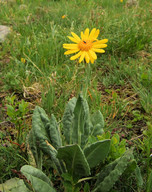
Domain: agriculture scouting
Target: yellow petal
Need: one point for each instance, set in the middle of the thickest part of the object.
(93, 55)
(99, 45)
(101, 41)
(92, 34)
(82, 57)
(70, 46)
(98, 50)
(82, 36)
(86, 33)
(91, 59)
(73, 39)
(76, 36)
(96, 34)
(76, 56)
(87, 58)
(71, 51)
--
» Brief
With the pictures stripped out, return each record word for word.

» Result of this task
Domain: agriculture scouting
Target: yellow petal
Need: one point for each instance, set in the middle of the thickest part of the object.
(93, 55)
(99, 45)
(101, 41)
(92, 34)
(82, 57)
(70, 46)
(98, 50)
(82, 36)
(86, 33)
(91, 59)
(73, 39)
(76, 36)
(96, 34)
(76, 56)
(87, 58)
(71, 51)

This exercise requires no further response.